_Your assignment_
Each of the following records is to be printed verbatim.

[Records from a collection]
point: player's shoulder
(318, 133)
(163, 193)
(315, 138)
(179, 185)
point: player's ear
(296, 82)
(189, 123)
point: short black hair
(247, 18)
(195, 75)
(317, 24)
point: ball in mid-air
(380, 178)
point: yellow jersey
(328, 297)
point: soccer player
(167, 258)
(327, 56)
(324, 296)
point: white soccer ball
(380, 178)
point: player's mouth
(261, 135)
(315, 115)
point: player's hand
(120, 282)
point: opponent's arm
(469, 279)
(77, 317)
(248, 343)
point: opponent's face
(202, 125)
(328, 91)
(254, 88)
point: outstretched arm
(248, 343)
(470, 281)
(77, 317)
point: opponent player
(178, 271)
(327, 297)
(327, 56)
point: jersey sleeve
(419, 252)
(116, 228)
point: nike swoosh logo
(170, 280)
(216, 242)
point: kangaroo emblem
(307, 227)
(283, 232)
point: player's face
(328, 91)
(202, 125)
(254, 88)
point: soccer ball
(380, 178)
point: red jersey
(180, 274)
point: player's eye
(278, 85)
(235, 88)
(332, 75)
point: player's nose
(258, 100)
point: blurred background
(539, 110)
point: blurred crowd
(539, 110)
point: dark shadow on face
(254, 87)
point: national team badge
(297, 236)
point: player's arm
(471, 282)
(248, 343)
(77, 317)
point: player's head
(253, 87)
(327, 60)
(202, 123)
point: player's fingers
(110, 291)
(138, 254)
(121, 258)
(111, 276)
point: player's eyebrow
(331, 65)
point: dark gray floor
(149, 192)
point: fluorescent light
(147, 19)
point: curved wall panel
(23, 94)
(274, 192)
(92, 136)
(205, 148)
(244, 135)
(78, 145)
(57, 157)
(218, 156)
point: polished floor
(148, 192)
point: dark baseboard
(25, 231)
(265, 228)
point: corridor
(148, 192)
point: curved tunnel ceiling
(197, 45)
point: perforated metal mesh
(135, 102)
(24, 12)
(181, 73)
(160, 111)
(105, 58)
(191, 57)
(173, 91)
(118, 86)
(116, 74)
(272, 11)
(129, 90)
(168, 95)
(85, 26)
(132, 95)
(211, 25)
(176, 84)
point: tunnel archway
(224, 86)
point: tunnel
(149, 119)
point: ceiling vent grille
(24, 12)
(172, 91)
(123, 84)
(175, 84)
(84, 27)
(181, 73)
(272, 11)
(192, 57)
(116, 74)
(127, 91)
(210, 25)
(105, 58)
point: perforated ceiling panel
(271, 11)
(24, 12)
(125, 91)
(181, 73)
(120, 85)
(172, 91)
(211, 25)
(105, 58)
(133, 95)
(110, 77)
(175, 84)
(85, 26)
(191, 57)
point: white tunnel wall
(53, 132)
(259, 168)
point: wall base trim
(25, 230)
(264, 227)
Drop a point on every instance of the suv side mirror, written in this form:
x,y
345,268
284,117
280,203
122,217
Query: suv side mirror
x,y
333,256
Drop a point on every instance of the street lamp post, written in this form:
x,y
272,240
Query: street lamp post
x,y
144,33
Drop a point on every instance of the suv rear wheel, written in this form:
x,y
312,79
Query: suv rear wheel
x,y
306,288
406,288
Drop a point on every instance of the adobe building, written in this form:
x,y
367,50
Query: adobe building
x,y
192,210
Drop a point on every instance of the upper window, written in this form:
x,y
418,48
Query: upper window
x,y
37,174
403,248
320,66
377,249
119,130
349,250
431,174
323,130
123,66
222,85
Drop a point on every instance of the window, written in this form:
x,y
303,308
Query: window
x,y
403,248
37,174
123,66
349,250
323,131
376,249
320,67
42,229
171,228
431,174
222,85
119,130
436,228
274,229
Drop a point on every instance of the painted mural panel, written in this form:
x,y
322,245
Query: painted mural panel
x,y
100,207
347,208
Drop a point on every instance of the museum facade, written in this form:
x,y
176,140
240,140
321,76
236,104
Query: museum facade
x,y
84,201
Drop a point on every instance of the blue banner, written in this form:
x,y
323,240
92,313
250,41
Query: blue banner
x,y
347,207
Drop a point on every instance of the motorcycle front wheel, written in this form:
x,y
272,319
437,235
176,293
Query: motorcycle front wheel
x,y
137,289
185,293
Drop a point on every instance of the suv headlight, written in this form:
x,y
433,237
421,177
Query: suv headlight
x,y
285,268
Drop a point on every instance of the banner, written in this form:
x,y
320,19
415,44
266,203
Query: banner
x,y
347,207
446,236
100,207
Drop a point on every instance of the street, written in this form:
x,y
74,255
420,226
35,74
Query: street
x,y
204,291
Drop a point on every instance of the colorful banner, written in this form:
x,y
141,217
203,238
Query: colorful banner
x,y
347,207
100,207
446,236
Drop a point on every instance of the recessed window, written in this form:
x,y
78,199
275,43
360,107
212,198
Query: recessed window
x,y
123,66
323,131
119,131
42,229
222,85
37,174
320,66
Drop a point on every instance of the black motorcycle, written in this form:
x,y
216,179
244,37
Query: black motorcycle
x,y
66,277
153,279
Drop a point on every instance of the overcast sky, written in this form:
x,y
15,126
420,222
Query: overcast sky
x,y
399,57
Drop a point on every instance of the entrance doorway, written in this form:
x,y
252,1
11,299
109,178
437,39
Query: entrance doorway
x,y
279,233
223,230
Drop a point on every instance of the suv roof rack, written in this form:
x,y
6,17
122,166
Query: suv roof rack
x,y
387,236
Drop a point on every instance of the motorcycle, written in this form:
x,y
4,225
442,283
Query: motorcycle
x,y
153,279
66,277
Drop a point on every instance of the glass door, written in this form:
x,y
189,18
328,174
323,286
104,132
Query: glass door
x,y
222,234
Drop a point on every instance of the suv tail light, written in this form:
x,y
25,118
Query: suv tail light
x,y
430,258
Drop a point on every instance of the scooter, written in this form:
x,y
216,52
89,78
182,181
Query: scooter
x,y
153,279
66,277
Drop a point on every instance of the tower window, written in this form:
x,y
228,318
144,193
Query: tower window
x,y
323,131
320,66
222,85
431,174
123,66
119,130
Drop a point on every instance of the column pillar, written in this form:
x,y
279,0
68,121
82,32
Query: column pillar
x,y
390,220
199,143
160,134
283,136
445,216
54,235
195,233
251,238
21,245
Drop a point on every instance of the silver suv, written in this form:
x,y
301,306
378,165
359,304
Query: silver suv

_Answer for the task_
point: player's shoulder
(318, 133)
(163, 193)
(315, 138)
(179, 185)
point: player's ear
(296, 82)
(189, 123)
point: short black hair
(247, 18)
(195, 75)
(317, 24)
point: ball in mid-air
(380, 178)
point: yellow jersey
(328, 297)
point: soccer player
(167, 258)
(327, 56)
(324, 296)
point: white soccer ball
(380, 178)
point: player's mouth
(261, 135)
(315, 115)
point: player's hand
(120, 282)
point: opponent's arm
(469, 279)
(77, 317)
(248, 343)
point: opponent's face
(202, 125)
(328, 91)
(254, 88)
point: outstretched arm
(248, 343)
(470, 281)
(77, 317)
point: opponent player
(178, 271)
(327, 297)
(327, 56)
point: jersey sleeve
(419, 252)
(116, 228)
point: nike swoosh logo
(170, 280)
(216, 242)
point: kangaroo emblem
(307, 227)
(283, 232)
point: player's face
(328, 91)
(202, 125)
(254, 88)
point: soccer ball
(380, 178)
point: red jersey
(180, 274)
point: player's eye
(278, 85)
(235, 88)
(332, 75)
point: player's nose
(258, 100)
point: blurred background
(539, 110)
point: blurred crowd
(539, 110)
point: dark shadow on face
(254, 87)
point: national team badge
(297, 236)
point: player's arm
(471, 282)
(248, 343)
(77, 317)
point: player's head
(253, 87)
(327, 60)
(202, 123)
point: player's fingers
(110, 291)
(138, 254)
(121, 258)
(111, 276)
point: player's eyebrow
(331, 65)
point: dark gray floor
(149, 192)
point: fluorescent light
(147, 19)
point: curved wall panel
(23, 94)
(274, 192)
(92, 136)
(205, 148)
(244, 135)
(78, 145)
(57, 157)
(218, 156)
point: polished floor
(148, 192)
point: dark baseboard
(25, 231)
(265, 228)
point: corridor
(148, 192)
point: curved tunnel ceiling
(197, 45)
point: perforated metal mesh
(135, 102)
(24, 12)
(181, 73)
(160, 111)
(105, 58)
(191, 57)
(173, 91)
(118, 86)
(116, 74)
(272, 11)
(129, 90)
(168, 95)
(85, 26)
(132, 95)
(211, 25)
(176, 84)
point: tunnel archway
(224, 86)
point: tunnel
(149, 119)
point: ceiling vent grille
(24, 12)
(172, 91)
(123, 84)
(175, 84)
(84, 27)
(181, 73)
(272, 11)
(192, 57)
(116, 74)
(127, 91)
(210, 25)
(105, 58)
point: perforated ceiling panel
(271, 11)
(24, 12)
(125, 91)
(181, 73)
(120, 85)
(172, 91)
(211, 25)
(105, 58)
(133, 95)
(110, 77)
(175, 84)
(85, 26)
(191, 57)
point: white tunnel wall
(53, 132)
(259, 168)
point: wall base trim
(25, 230)
(264, 227)
Drop a point on every instance of the suv side mirror, written in this form:
x,y
345,268
284,117
280,203
122,217
Query: suv side mirror
x,y
333,256
Drop a point on every instance of the street lamp post, written in this form:
x,y
272,240
Query: street lamp post
x,y
144,33
Drop a point on every instance of the suv rear wheel, written in this form:
x,y
312,79
Query: suv rear wheel
x,y
306,288
406,288
Drop a point on every instance of the adobe building, written in this form:
x,y
367,50
Query: adobe building
x,y
192,210
Drop a point on every instance of the upper window, written in this form:
x,y
418,48
Query: upper window
x,y
37,174
403,248
320,66
377,249
119,130
349,250
431,174
323,130
123,66
222,85
Drop a point on every instance of the window, written in this form:
x,y
303,308
Query: window
x,y
403,248
37,174
123,66
349,250
323,131
376,249
320,67
42,229
171,228
431,174
222,85
119,130
436,228
274,229
Drop a point on every instance of the painted mural panel, written in this form:
x,y
322,245
Query: painted mural panel
x,y
100,207
347,208
Drop a point on every instance of the museum facade, written in this form:
x,y
176,140
240,140
321,76
236,104
Query: museum facade
x,y
84,201
Drop a point on every instance of the blue banner, written in this form:
x,y
323,240
92,313
250,41
Query: blue banner
x,y
347,207
Drop a point on every instance of the motorcycle front wheel, written in this form:
x,y
272,319
437,235
176,293
Query: motorcycle front wheel
x,y
137,289
185,293
Drop a point on every instance of the suv headlight, written in this form:
x,y
433,237
421,177
Query: suv headlight
x,y
285,268
Drop a point on every instance of the banner, written in this form:
x,y
320,19
415,44
266,203
Query: banner
x,y
347,207
446,236
100,207
Drop a point on every instance of the street, written in this form:
x,y
74,255
420,226
35,74
Query: street
x,y
204,291
Drop a point on every instance of the colorful banner, written in this form:
x,y
141,217
203,238
Query: colorful banner
x,y
347,207
100,207
446,236
Drop a point on every instance of the recessed window, written in this form:
x,y
78,199
275,43
360,107
212,198
Query: recessed window
x,y
123,66
323,131
119,131
42,229
222,85
37,174
320,66
Drop a point on every instance of the black motorcycle, written in this form:
x,y
216,179
244,37
Query: black motorcycle
x,y
66,277
153,279
Drop a point on every instance of the overcast sky, written in this form:
x,y
15,126
420,222
Query: overcast sky
x,y
399,57
Drop a point on every instance of the entrance doorway, written in this form:
x,y
252,1
11,299
109,178
437,39
Query: entrance doorway
x,y
279,233
223,230
Drop a point on every instance of the suv roof rack, written in this form:
x,y
6,17
122,166
Query: suv roof rack
x,y
387,236
Drop a point on every instance of the motorcycle, written in this form:
x,y
4,225
442,283
Query: motorcycle
x,y
153,279
66,277
Drop a point on every instance of the glass door, written in this form:
x,y
189,18
328,174
323,286
104,132
Query: glass door
x,y
222,234
Drop a point on every instance of the suv tail light, written in this form:
x,y
25,118
Query: suv tail light
x,y
430,258
Drop a point on every instance of the scooter, written in this form:
x,y
216,52
89,78
182,181
Query: scooter
x,y
153,279
66,277
Drop a point on every instance of the tower window, written in this form:
x,y
228,318
144,193
Query: tower window
x,y
323,131
320,66
222,85
431,174
123,66
119,130
Drop a point on every instance of the column pillar, written in this form:
x,y
279,0
68,121
82,32
Query: column pillar
x,y
390,220
199,143
160,134
283,136
445,216
54,235
195,233
251,238
21,245
Drop a point on every instance of the silver suv, written in this form:
x,y
301,306
378,165
359,304
Query: silver suv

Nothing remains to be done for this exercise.